Fragmento dado:

Turquía rompió todas las expectativas de crecimiento durante el año pasado. Sembrada de incertidumbre política, enfrentada a sus antiguos aliados occidentales y cada vez más involucrada en los conflictos de su vecindario, las instituciones internacionales no esperaban un incremento del producto interior bruto (PIB) turco por encima del 5,5%. Pero los resultados de los nueve primeros meses del año arrojan una cifra mucho mayor: una subida del 7,4%. Y dan alas a previsiones alcistas para 2018. “Esperamos una gran demanda interna y externa durante el próximo año”, dijo el viceprimer ministro y zar económico del Ejecutivo turco, Mehmet Simsek, antes de cerrar el ejercicio de 2017. Claro que, como todo, estos números tienen truco.

Entradas:
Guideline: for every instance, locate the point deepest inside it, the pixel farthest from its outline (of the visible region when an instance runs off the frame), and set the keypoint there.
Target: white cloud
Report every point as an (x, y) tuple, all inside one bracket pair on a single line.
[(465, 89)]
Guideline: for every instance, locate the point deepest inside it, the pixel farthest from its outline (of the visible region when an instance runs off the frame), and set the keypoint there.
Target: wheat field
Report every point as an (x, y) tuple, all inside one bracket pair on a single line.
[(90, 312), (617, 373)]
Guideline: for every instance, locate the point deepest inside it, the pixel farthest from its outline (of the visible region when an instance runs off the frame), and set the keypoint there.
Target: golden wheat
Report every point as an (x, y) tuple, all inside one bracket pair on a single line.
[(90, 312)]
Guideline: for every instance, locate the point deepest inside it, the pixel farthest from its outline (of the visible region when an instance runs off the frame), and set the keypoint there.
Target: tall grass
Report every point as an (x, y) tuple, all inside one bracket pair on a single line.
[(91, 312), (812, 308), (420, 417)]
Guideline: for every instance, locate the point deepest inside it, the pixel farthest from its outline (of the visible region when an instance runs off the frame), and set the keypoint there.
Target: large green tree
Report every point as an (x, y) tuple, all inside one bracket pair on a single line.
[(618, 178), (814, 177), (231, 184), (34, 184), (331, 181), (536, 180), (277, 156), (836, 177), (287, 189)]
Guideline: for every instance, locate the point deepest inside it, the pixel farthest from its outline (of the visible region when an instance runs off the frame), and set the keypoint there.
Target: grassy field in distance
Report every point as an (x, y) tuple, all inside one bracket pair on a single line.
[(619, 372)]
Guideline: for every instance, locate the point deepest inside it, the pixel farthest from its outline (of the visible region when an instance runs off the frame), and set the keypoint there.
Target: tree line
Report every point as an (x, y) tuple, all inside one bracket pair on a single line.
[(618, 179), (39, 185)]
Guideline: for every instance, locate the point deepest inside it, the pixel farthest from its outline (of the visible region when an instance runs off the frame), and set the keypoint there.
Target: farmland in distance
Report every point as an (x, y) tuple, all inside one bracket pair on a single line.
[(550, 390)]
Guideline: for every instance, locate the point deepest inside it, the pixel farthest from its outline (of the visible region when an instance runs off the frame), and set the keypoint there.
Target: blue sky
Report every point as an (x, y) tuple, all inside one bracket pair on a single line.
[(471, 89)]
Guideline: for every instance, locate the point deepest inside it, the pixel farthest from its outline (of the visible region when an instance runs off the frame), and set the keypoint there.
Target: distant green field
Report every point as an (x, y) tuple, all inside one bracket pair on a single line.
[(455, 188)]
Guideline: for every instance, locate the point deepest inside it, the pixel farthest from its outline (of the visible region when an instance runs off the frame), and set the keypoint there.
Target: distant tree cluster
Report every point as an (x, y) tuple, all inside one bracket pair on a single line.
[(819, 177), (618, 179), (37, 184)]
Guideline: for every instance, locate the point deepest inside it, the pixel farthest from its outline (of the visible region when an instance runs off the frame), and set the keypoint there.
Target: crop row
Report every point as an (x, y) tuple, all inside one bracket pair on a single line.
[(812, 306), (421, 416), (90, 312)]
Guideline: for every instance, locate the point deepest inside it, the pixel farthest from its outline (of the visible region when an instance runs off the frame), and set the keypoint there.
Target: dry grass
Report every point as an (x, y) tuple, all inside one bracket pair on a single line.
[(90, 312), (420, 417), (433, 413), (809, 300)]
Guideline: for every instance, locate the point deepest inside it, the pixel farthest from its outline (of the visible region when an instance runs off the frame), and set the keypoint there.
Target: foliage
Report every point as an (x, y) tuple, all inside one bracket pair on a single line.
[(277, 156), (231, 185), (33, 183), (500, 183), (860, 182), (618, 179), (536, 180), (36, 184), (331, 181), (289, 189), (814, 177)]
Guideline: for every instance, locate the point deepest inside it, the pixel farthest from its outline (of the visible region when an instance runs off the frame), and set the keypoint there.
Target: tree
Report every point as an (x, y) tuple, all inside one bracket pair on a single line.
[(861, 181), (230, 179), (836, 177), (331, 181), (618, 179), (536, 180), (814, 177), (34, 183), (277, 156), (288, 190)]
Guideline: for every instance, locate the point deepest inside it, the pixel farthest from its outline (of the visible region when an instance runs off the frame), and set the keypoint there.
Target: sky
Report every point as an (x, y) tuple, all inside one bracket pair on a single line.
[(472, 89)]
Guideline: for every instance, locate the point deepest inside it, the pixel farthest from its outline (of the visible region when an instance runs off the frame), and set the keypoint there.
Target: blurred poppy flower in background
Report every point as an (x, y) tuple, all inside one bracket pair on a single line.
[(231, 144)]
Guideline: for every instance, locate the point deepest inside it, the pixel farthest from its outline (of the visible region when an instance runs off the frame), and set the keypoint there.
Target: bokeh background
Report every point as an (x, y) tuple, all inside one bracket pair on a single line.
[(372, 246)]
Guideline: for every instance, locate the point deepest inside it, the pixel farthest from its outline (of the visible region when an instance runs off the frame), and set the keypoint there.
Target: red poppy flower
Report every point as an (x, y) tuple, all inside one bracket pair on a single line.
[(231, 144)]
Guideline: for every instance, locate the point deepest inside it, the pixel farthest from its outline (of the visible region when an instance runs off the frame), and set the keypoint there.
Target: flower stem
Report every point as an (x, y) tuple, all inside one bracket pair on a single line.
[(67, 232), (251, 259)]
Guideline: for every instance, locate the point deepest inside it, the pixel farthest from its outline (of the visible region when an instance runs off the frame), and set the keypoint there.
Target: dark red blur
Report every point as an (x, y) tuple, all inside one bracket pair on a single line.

Enunciado: Cita el fragmento dado sobre la economía turca comenzando por "Turquía rompió todas" y continuando hasta "números tienen truco.".

Resultado:
Turquía rompió todas las expectativas de crecimiento durante el año pasado. Sembrada de incertidumbre política, enfrentada a sus antiguos aliados occidentales y cada vez más involucrada en los conflictos de su vecindario, las instituciones internacionales no esperaban un incremento del producto interior bruto (PIB) turco por encima del 5,5%. Pero los resultados de los nueve primeros meses del año arrojan una cifra mucho mayor: una subida del 7,4%. Y dan alas a previsiones alcistas para 2018. “Esperamos una gran demanda interna y externa durante el próximo año”, dijo el viceprimer ministro y zar económico del Ejecutivo turco, Mehmet Simsek, antes de cerrar el ejercicio de 2017. Claro que, como todo, estos números tienen truco.